_Given request_: Set down word for word the part of the entries below that opens with the line containing "of the metal" and runs to the end of the entries, with both ends included.

_Data lines_:
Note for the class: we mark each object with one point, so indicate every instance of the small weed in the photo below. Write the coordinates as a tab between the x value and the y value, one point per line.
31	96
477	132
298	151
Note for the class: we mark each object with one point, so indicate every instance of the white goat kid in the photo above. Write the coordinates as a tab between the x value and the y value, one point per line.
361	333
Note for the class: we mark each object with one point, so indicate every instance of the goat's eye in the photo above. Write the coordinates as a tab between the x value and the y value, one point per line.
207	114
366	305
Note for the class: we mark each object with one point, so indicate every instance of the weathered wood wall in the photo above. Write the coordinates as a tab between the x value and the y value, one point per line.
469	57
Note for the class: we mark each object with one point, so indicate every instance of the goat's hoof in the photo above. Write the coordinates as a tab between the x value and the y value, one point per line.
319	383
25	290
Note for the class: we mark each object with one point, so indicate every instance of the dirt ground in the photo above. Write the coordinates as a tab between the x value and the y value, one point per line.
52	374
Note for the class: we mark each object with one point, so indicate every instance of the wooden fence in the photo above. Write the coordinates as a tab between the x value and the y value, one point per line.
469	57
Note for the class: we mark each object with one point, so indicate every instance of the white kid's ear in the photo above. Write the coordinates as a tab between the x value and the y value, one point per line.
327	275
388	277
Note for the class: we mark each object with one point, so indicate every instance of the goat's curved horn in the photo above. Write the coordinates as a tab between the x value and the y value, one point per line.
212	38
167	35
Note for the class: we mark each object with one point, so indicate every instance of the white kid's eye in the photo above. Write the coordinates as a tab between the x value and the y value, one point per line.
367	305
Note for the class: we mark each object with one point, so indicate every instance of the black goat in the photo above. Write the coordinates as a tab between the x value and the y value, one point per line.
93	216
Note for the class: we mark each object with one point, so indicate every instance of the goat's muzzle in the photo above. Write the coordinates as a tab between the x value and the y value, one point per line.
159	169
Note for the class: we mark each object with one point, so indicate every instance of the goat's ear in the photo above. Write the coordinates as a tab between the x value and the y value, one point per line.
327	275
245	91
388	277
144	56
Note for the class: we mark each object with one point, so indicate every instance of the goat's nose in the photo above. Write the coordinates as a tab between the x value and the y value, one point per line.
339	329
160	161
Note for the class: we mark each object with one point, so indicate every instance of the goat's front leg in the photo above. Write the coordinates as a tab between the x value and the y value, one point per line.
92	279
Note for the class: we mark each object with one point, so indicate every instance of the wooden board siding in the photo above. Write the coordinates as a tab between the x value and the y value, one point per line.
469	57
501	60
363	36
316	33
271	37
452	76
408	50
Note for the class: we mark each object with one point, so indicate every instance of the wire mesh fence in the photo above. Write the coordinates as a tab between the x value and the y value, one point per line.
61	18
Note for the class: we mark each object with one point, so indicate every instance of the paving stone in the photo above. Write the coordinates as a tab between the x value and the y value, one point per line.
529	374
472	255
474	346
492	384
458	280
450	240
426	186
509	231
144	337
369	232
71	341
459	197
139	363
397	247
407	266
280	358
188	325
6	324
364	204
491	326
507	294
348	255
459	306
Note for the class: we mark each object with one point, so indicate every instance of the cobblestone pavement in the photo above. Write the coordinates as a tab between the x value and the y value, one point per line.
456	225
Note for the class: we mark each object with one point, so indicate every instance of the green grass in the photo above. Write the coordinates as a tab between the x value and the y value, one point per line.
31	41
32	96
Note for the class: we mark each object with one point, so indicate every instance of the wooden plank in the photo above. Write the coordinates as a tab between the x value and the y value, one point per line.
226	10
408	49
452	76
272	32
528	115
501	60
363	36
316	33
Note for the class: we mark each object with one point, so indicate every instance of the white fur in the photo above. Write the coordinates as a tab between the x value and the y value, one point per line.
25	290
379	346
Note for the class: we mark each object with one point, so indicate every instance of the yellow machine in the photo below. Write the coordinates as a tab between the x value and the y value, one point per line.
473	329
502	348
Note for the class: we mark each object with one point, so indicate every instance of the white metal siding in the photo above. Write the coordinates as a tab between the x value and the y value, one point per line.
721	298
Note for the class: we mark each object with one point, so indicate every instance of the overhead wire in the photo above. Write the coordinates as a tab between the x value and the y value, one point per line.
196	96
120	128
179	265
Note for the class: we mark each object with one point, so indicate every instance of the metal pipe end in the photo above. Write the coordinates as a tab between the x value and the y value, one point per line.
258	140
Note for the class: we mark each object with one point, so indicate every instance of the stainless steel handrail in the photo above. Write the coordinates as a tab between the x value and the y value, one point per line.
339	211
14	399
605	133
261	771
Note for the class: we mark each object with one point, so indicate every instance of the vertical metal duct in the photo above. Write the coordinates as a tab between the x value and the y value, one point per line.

_Response to this task_:
Note for the class: we mark each object with one point, so indicate every instance of the metal pipe end in the photo above. Write the coordinates as a tab between the x value and the y value, one point per line.
258	140
Note for the class: we mark each object with one point, so indicate every instance of the stainless steel handrail in the photo above. Write the coordinates as a tab between the x value and the y value, one point per line.
339	211
14	399
605	133
261	771
Note for the class: we mark each object with one point, so indicate every instance of the vertical metal duct in the photo above. Write the coordinates as a tab between the x value and the y value, one point per line.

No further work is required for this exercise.